--- START ---

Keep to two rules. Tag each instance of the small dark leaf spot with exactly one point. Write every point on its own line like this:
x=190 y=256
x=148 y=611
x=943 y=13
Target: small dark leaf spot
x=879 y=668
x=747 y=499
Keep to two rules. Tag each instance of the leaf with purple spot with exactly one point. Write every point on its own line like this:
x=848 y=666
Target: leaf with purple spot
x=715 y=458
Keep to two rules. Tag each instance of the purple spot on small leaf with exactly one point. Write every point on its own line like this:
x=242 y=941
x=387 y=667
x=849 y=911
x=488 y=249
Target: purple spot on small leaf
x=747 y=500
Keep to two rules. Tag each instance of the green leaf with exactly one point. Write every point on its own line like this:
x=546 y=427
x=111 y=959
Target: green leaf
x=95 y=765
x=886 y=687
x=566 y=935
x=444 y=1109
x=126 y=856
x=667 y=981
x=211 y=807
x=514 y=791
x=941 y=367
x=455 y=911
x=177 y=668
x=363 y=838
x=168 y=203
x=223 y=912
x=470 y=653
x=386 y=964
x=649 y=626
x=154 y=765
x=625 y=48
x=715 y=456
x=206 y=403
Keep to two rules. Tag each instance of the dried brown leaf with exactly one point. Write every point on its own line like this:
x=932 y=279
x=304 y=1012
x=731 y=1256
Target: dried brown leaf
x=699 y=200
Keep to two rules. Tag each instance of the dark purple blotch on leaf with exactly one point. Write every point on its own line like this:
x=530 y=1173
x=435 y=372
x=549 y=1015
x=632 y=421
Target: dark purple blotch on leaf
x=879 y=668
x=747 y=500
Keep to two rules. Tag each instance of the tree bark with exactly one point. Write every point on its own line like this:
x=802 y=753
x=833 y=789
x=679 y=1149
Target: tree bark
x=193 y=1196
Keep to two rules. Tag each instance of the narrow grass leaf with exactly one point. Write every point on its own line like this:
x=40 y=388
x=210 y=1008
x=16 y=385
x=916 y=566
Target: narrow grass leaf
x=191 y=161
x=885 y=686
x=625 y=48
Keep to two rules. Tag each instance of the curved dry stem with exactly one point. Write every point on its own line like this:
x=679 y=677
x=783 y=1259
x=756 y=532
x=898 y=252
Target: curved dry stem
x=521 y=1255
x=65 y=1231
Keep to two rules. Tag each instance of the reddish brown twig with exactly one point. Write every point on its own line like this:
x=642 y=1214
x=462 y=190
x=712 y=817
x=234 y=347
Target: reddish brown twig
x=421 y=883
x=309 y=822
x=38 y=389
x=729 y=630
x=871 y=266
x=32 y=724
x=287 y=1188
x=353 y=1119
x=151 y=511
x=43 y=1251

--- END ---

## Exercise
Output every line above as a JSON array of strings, one string per line, and omit any blank lines.

## Exercise answer
[
  "Keep to two rules. Tag each instance of the small dark leaf spot with exactly one point. Write every point on its own line like this:",
  "x=190 y=256",
  "x=148 y=611",
  "x=943 y=13",
  "Target: small dark leaf spot",
  "x=879 y=668",
  "x=747 y=499",
  "Keep to two rules. Tag each instance of the leaf with purple spot with exactly one point. Write every point on its own line like this:",
  "x=848 y=666",
  "Target: leaf with purple spot",
  "x=715 y=458",
  "Keep to two rules. Tag each instance of the purple spot on small leaf with exactly one point. Write every point on its own line like this:",
  "x=242 y=941",
  "x=387 y=667",
  "x=849 y=911",
  "x=488 y=249",
  "Target: purple spot on small leaf",
  "x=747 y=500",
  "Keep to two rules. Tag each instance of the green leaf with exactly one point. Write every point on its own line like this:",
  "x=546 y=427",
  "x=111 y=959",
  "Target: green leaf",
  "x=95 y=765",
  "x=886 y=687",
  "x=566 y=935",
  "x=444 y=1109",
  "x=126 y=856",
  "x=667 y=981",
  "x=211 y=807",
  "x=514 y=791",
  "x=941 y=367",
  "x=455 y=911",
  "x=177 y=668",
  "x=363 y=838",
  "x=168 y=203",
  "x=223 y=912",
  "x=470 y=653",
  "x=386 y=964",
  "x=649 y=626",
  "x=154 y=765",
  "x=625 y=48",
  "x=715 y=456",
  "x=206 y=403",
  "Keep to two rules. Tag each instance of the dried brown leaf with exactly one point. Write every point on its own line like this:",
  "x=932 y=279",
  "x=304 y=1012",
  "x=731 y=1256",
  "Target: dried brown leaf",
  "x=699 y=200",
  "Keep to two rules. Tag each instance of the dark purple blotch on leaf with exactly one point. Write every point on its own line like this:",
  "x=530 y=1173",
  "x=435 y=372",
  "x=549 y=1015",
  "x=632 y=421",
  "Target: dark purple blotch on leaf",
  "x=879 y=668",
  "x=747 y=500",
  "Keep to two rules. Tag each instance of the tree bark with exactly one point. Write every point on its own line like this:",
  "x=802 y=753",
  "x=833 y=789",
  "x=679 y=1149",
  "Target: tree bark",
  "x=193 y=1196",
  "Keep to two rules. Tag each instance of the narrow grass leaf with exactly one point. Write every point on its own line like this:",
  "x=40 y=388",
  "x=210 y=1008",
  "x=16 y=385",
  "x=916 y=566",
  "Target: narrow grass leaf",
  "x=191 y=161",
  "x=885 y=686",
  "x=625 y=48",
  "Keep to two rules. Tag each instance of the curved dry stem with exactly one point. Write every point on its own line like this:",
  "x=679 y=677",
  "x=783 y=1259",
  "x=756 y=532",
  "x=898 y=252",
  "Target: curved dry stem",
  "x=521 y=1255",
  "x=65 y=1231",
  "Keep to two rules. Tag each instance of the reddish brown twig with exactly one point. Write every point on its own line like this:",
  "x=642 y=1214",
  "x=462 y=190",
  "x=712 y=817",
  "x=234 y=347",
  "Target: reddish brown twig",
  "x=421 y=883",
  "x=309 y=822",
  "x=38 y=389",
  "x=729 y=630",
  "x=871 y=266",
  "x=32 y=724",
  "x=287 y=1188",
  "x=353 y=1119",
  "x=151 y=511",
  "x=43 y=1251"
]